Data extract:
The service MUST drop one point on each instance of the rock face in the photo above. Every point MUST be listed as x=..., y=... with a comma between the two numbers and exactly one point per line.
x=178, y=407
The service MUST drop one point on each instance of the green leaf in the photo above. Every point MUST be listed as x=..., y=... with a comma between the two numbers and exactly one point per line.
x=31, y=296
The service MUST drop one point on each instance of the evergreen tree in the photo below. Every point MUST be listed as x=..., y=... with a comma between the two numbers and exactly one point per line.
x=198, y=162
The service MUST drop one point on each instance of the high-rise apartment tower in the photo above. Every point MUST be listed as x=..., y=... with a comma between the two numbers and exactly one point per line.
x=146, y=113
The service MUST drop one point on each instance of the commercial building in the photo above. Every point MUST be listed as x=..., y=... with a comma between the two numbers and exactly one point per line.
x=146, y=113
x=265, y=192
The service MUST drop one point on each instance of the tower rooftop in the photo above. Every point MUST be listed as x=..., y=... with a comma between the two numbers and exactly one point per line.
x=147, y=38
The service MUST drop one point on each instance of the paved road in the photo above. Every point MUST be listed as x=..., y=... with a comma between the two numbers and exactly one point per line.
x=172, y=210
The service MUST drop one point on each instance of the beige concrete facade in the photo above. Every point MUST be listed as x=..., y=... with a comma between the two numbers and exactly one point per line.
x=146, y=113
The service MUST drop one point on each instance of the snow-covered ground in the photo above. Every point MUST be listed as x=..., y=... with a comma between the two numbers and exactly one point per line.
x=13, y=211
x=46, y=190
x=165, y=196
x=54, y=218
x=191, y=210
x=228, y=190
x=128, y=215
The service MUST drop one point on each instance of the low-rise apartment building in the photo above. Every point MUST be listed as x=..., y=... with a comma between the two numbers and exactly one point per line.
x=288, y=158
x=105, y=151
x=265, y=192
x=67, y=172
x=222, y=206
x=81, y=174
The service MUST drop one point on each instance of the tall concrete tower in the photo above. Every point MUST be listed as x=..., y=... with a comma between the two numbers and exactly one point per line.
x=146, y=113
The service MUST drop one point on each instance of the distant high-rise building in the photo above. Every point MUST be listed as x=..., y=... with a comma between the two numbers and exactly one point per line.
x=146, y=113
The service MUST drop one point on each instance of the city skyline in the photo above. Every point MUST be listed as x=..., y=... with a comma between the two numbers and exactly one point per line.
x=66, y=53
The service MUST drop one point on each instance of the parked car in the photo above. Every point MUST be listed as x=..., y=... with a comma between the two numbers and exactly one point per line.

Written problem: Can you rewrite all of the lines above as a numbered list, leaving out any blank lines?

Completed exercise:
1. The service MUST drop one point on each instance of the rock face in the photo above. Every point MUST be listed as x=..., y=... with a comma between the two numbers and exactly one point per line.
2. x=178, y=407
3. The service MUST drop one point on each instance of the green leaf in the photo above. Every point MUST be listed as x=..., y=... with a comma between the two numbers and exactly one point per line.
4. x=31, y=296
5. The service MUST drop one point on each instance of the evergreen tree in the photo below. Every point MUST be listed as x=..., y=... with a comma between the two numbers and exactly one point per line.
6. x=198, y=162
7. The service MUST drop one point on each instance of the high-rise apartment tower in the photo above. Every point MUST be listed as x=..., y=... with a comma between the two numbers and exactly one point per line.
8. x=146, y=113
9. The service MUST drop one point on each instance of the commercial building in the photo above. Every point MUST be listed as x=..., y=... with a comma between the two numbers and exactly one point per line.
10. x=146, y=113
11. x=265, y=192
12. The service MUST drop one point on each instance of the tower rooftop in the photo above. Every point MUST be listed as x=..., y=... with a comma between the two numbers and exactly one point per line.
13. x=147, y=38
14. The service MUST drop one point on each instance of the paved road in the photo above. Every point MUST be listed as x=..., y=... with a comma between the two numbers and exactly one point per line.
15. x=172, y=210
16. The service MUST drop one point on each instance of the beige concrete facade in the photo above. Every point MUST be listed as x=..., y=... with a comma between the two numbers and exactly one point per line.
17. x=146, y=113
18. The service MUST drop one point on each instance of the snow-covered ground in the photo above. Every point MUST be listed as x=..., y=... with a comma between the two numbers and exactly one point per line.
19. x=13, y=211
20. x=46, y=190
21. x=165, y=196
22. x=54, y=218
23. x=191, y=210
24. x=228, y=190
25. x=128, y=215
26. The service MUST drop one point on each instance of the low-rise apartment building in the photo above. Every point MUST be listed as x=..., y=... with a comma between the two numbers and exactly one point per line.
27. x=288, y=158
28. x=105, y=151
29. x=265, y=192
30. x=67, y=172
31. x=222, y=206
32. x=81, y=174
33. The service MUST drop one point on each instance of the tall concrete tower in the photo above. Every point MUST be listed as x=..., y=... with a comma between the two numbers and exactly one point per line.
34. x=146, y=113
35. The service MUST drop one point on each instance of the distant high-rise building in the photo above. Every point MUST be listed as x=..., y=... with a comma between the two numbers and exactly one point per line.
36. x=146, y=113
37. The service MUST drop one point on each instance of the city skyline in the photo above. Every point MUST be listed as x=..., y=... with a comma between the two numbers and exactly one point per line.
38. x=66, y=53
39. The service MUST drop one point on each instance of the parked car in the photo above. Every point MUST be listed as x=..., y=... with a comma between the two numbers and exactly one point per line.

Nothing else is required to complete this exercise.